[[ EXERCISE DATA open ]]
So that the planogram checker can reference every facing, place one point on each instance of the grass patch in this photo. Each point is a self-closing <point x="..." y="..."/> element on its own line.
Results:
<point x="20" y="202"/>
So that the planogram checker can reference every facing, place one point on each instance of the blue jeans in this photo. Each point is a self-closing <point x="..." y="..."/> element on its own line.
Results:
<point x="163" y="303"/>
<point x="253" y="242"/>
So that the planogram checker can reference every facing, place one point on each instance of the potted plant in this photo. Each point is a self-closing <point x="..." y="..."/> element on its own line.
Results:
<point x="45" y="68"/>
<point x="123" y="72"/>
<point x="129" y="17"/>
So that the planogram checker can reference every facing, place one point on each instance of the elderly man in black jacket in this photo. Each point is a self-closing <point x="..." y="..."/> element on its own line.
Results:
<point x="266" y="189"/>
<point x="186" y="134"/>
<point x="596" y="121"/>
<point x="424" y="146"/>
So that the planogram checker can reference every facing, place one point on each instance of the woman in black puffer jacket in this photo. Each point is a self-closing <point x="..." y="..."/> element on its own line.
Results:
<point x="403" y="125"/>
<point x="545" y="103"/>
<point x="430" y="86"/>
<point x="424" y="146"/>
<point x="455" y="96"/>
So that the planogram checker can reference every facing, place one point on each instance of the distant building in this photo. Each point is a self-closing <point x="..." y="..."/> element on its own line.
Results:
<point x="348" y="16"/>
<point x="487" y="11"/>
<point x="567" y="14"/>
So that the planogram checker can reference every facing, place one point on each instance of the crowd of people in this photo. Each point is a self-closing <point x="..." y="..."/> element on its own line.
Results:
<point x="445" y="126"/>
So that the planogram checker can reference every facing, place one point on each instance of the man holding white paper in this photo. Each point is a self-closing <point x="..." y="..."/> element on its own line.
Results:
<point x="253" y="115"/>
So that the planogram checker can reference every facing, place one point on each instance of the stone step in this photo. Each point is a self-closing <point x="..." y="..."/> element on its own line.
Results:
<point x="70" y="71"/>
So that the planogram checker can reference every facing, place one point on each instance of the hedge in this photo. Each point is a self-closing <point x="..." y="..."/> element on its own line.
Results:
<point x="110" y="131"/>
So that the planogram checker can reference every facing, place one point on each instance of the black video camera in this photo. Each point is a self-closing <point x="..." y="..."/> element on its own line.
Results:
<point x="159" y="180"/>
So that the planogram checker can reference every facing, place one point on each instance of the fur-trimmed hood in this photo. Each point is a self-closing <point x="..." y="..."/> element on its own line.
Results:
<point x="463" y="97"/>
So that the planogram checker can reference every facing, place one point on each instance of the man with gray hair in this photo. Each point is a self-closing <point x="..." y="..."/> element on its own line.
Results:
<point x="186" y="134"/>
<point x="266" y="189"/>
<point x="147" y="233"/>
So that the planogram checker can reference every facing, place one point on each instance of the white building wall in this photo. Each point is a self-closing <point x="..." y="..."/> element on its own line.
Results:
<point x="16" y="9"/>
[[ EXERCISE DATA closed ]]
WORK TASK:
Give the entries once more, exactly as they appear.

ANSWER TO THE EXERCISE:
So that the planogram checker can reference every facing, place one point on each instance of the grass patch in this photo. Each point is a self-closing <point x="..." y="..."/> element on its own line.
Results:
<point x="20" y="202"/>
So that the planogram checker can reference every facing, place one point on each instance of the blue jeans in this photo. Each point is a self-closing <point x="..." y="..."/> element on its own line.
Results:
<point x="163" y="303"/>
<point x="253" y="242"/>
So that the planogram checker can reference every facing, place one point on each instance of the potted plant in this photo. Each point is a self-closing <point x="..." y="..."/> element on its own line.
Results:
<point x="45" y="68"/>
<point x="123" y="72"/>
<point x="129" y="17"/>
So that the planogram checker can reference every facing, place one point on each instance of the elderly man in black jacket in this photo. Each point is a self-closing <point x="..." y="..."/> element on its own line.
Results:
<point x="266" y="189"/>
<point x="186" y="134"/>
<point x="596" y="121"/>
<point x="424" y="146"/>
So that the planogram checker can reference every facing, place one point on each instance of the woman in black puffer jacket in this photo. Each point is a self-closing <point x="..." y="..."/> element on its own line.
Results:
<point x="403" y="125"/>
<point x="545" y="103"/>
<point x="430" y="86"/>
<point x="424" y="146"/>
<point x="455" y="96"/>
So that the planogram checker can reference every facing, place one point on each instance of the distant building in this photo. Each point is a self-closing <point x="..." y="..."/> element on its own line.
Results:
<point x="348" y="16"/>
<point x="487" y="11"/>
<point x="567" y="14"/>
So that the planogram checker can reference every facing, place one point on each instance of the crowd of people in this photo. Each point is a self-closing <point x="..." y="..."/> element on its own line.
Results:
<point x="445" y="126"/>
So that the planogram checker can reference every facing, place one point on each instance of the man holding white paper in this photo. Each point is a self-closing <point x="..." y="..."/> element on its own line.
Results:
<point x="253" y="115"/>
So that the planogram checker can reference every facing, place one point on each instance of the stone step in this photo. Each point is a self-closing <point x="..." y="..."/> element on its own line.
Results:
<point x="70" y="71"/>
So that the planogram checker can reference every facing, place one point on each instance of the hedge in this photo. Each point is a self-closing <point x="..." y="..."/> element on its own line.
Results:
<point x="110" y="131"/>
So that the planogram checker can reference every facing, place one point on each instance of the black video camera in this photo. Each point is a self-closing <point x="..." y="..."/> element on its own line.
Results:
<point x="159" y="180"/>
So that the planogram checker can reference every facing, place one point on each instance of the fur-trimmed hood in this photo. Each point is a self-closing <point x="..." y="..."/> element on its own line.
Results:
<point x="463" y="97"/>
So that the planogram checker can reference every facing, place one point on each instance of the man with gray hair in this photo. Each point is a self-closing <point x="..." y="..."/> element on its own line.
Results:
<point x="186" y="134"/>
<point x="266" y="189"/>
<point x="147" y="233"/>
So that the planogram checker can reference every facing, place one point on each instance of the white building wall in this photo. Each point is a self-closing <point x="..." y="..."/> element on its own line.
Results:
<point x="16" y="9"/>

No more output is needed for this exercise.